> [Directive]: Rename "Response format" to "Output format" everywhere in the material below, changing nothing else. Leave the pictures out of what you return.

(Entries from an annotation dataset)
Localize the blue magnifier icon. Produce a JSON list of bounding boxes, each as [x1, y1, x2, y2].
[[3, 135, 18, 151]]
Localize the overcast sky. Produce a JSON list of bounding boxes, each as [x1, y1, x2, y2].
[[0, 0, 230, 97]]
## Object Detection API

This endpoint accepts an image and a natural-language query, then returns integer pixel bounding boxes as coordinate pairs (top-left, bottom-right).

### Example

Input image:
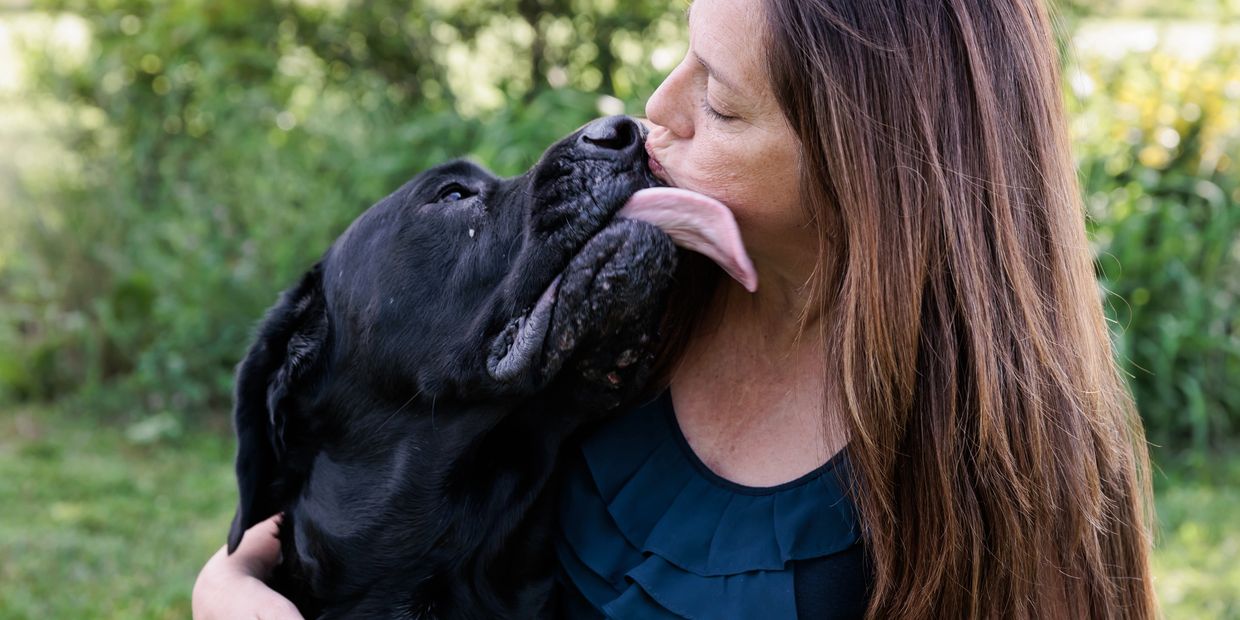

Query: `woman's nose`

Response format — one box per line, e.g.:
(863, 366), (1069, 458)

(646, 61), (693, 139)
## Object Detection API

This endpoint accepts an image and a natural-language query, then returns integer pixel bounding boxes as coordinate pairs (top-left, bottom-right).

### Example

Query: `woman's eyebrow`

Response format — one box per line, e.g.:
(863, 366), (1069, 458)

(689, 50), (744, 93)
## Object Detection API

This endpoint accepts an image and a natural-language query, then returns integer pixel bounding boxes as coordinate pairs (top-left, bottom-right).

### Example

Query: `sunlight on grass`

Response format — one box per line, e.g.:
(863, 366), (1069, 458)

(1153, 454), (1240, 619)
(0, 409), (234, 619)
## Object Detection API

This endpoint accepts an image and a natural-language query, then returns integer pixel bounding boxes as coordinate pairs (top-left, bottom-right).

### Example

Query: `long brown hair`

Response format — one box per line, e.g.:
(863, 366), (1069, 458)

(663, 0), (1156, 618)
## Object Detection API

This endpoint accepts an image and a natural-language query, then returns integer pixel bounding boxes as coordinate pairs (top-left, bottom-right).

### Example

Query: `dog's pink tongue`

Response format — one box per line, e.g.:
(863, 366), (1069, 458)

(616, 187), (758, 293)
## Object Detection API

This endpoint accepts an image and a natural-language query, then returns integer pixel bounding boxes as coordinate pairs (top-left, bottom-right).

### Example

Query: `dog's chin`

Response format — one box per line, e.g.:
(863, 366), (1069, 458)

(487, 218), (676, 389)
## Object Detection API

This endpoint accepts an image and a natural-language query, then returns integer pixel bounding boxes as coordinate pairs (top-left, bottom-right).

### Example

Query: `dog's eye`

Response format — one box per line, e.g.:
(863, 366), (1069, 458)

(435, 184), (477, 202)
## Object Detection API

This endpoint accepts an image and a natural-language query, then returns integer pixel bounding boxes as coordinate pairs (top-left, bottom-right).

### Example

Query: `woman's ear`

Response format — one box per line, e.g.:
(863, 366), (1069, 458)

(228, 263), (329, 553)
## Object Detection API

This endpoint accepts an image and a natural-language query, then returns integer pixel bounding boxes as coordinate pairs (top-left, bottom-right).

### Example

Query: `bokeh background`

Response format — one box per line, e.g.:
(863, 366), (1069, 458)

(0, 0), (1240, 619)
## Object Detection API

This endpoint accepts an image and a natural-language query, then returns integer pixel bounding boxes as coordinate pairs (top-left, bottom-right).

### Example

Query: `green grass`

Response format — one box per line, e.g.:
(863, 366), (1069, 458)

(0, 408), (1240, 619)
(0, 409), (234, 619)
(1153, 450), (1240, 619)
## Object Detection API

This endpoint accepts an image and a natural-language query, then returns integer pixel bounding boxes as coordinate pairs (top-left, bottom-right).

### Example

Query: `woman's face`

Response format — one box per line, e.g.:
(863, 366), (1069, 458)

(646, 0), (808, 270)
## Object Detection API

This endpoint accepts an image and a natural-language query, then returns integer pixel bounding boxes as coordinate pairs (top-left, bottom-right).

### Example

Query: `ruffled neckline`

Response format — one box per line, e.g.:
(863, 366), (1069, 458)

(557, 391), (861, 618)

> [Solution to this task]:
Localize the blue magnifier icon. Produce a JSON list of bounding boxes, each as [x1, y1, x2, y2].
[[3, 135, 18, 151]]
Localize the overcast sky. Produce a JSON list of bounding boxes, each as [x1, y1, x2, y2].
[[0, 0, 230, 97]]
## Object Detection API

This endpoint accepts an image and a natural-language query, then returns integer pixel bounding boxes as coordinate pairs (top-left, bottom-right).

### Example

Input image:

Query: `woman's nose`

Output format — one box per line, e.g.:
(863, 366), (1069, 458)

(646, 61), (693, 139)
## Object Detection API

This endpoint accepts an image and a natural-language query, then returns integer pixel bounding boxes as coordinate pairs (top-left, bottom-right).

### Example

Query: `woman's eyebrow`

Output format — one box per line, e.g.:
(863, 366), (1069, 458)

(689, 50), (744, 93)
## Object Detection API

This endpoint accepts an image and a natural-language query, then returns integer pixel bounding boxes as coordinate pairs (top-left, bottom-right).

### Example

Query: `sunlight on grass`

Output format — one box per line, e.g.:
(863, 366), (1069, 458)

(1153, 454), (1240, 619)
(0, 409), (234, 619)
## Object Detection API

This endpoint accepts an image and a natural-language query, then returns integer pixel bounding boxes as coordinate pairs (top-left, bottom-right).

### Example

Query: `long brown hair`

Output format — one box per line, e.g.:
(863, 366), (1069, 458)

(663, 0), (1156, 618)
## Object Detection API

This endpoint accepts an image and a natural-language query, then returns integer pixel bounding boxes as coordinate pairs (top-left, bottom-right).

### Example

Query: `dog's pink tongue`

Output format — one box per line, e.g.:
(863, 366), (1069, 458)

(616, 187), (758, 293)
## Object Detection API

This endpoint accepts an image and a natural-language query, then returns integer pixel bounding boxes as coordinate pairs (top-left, bottom-right).

### Example

Query: `dog's chin`

Output format — one box per line, e.g.:
(863, 366), (1069, 458)

(487, 218), (676, 389)
## Object Detection API

This endpoint accepts an image and a natural-language query, then returns integer pixel bounding boxes as coordinate pairs (top-left, bottom-right).

### Example

Query: `dog's eye`

Output format — one box per line, e.g.:
(863, 366), (1069, 458)

(435, 184), (477, 202)
## Object Detection API

This endpoint accepts an image and a natural-language query, then returns integer pixel bounding boxes as coordinate pairs (top-left, bottom-right).

### Example

Query: `woman's ear`

Output format — one box per line, e.g.:
(863, 366), (1069, 458)

(228, 263), (329, 553)
## Object Detection API

This endpoint accepts an image and a natural-language query, then returns integer pixel bounding boxes as coordinate pairs (top-left, bottom-right).

### Example

Query: `bokeh background`

Output format — one box per line, e.g.:
(863, 366), (1069, 458)

(0, 0), (1240, 619)
## Object Detection API

This endpoint accepts an image and a natural-language query, then returns integer pixel bounding boxes as coordinate pairs (top-left, bottom-right).

### Example

Query: `green grass`

Output format — one box per line, e.g.:
(863, 366), (1069, 458)

(0, 408), (1240, 619)
(0, 409), (234, 619)
(1153, 450), (1240, 619)
## Object Detection API

This endpoint accepts an image and a natural-language query, then returns integer pixel bounding boxes as coordinate pairs (top-left, bottom-right).

### Example

Query: `woman's face`

Output format — one box per line, e.g.:
(863, 366), (1069, 458)

(646, 0), (808, 270)
## Object Detection API

This endpoint accepts an image and a natural-language query, then returns integer pixel bounding boxes as coordinate pairs (top-left, bottom-right).

### Example

Query: `ruffled neckline`

Output format — one box per line, e.g.:
(863, 366), (1069, 458)

(557, 391), (861, 618)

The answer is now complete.